(EXERCISE MATERIALS)
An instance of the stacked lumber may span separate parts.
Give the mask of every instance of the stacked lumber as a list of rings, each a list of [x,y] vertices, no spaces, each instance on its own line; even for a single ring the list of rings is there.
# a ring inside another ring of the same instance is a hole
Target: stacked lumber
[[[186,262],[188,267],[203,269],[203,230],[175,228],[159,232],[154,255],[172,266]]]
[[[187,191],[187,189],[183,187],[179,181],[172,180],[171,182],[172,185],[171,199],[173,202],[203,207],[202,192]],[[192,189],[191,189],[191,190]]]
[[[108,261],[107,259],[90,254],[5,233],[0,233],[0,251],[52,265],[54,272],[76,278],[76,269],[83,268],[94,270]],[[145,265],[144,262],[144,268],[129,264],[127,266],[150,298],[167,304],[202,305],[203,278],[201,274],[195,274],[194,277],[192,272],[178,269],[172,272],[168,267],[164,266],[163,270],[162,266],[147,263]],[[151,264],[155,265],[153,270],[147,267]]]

---

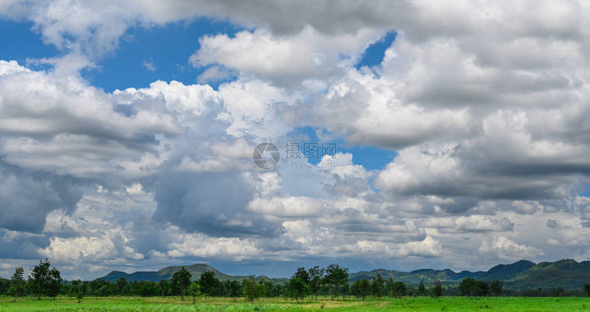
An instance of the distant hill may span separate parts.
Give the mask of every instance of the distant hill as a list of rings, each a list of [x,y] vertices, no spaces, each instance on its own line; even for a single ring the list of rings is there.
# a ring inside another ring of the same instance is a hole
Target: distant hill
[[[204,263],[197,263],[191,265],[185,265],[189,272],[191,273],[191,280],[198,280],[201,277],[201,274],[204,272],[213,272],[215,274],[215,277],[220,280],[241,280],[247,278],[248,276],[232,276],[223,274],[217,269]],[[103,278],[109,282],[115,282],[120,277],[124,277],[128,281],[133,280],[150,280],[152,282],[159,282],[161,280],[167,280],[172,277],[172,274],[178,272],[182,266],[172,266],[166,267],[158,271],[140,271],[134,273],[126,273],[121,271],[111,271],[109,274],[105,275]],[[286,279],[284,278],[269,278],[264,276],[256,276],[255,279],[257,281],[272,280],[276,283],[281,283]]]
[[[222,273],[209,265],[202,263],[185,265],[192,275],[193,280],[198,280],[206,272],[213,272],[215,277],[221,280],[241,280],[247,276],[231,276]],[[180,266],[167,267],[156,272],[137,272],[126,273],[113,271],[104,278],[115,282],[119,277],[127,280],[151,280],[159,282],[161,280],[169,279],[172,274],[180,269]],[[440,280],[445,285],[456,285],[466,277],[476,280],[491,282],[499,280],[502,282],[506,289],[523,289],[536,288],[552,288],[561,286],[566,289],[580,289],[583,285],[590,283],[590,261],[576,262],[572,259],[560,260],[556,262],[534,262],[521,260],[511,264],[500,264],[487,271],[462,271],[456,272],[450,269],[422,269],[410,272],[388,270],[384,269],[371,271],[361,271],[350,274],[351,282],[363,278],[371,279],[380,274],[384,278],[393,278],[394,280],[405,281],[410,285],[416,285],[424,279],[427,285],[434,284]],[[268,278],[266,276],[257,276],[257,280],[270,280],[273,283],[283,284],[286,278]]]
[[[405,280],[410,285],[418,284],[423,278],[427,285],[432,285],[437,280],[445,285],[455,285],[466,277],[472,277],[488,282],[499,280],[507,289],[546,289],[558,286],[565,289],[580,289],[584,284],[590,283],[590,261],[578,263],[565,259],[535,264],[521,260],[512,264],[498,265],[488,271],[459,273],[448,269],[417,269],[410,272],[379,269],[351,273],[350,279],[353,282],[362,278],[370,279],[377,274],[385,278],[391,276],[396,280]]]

(WRITTEN INSTRUCTION) Return every line of the listing that contains the word "vertices", matching case exactly.

(EXERCISE RESULT)
Give the mask of every instance of the stacked lumber as a list of rings, each a list of [x,y] vertices, no spaces, each instance on its own line; even for a single ring the list of rings is there.
Give the mask of every instance of the distant hill as a list of rings, each a list of [x,y] vertices, no spaces, each instance on its own line; even for a single ring the list of rings is there.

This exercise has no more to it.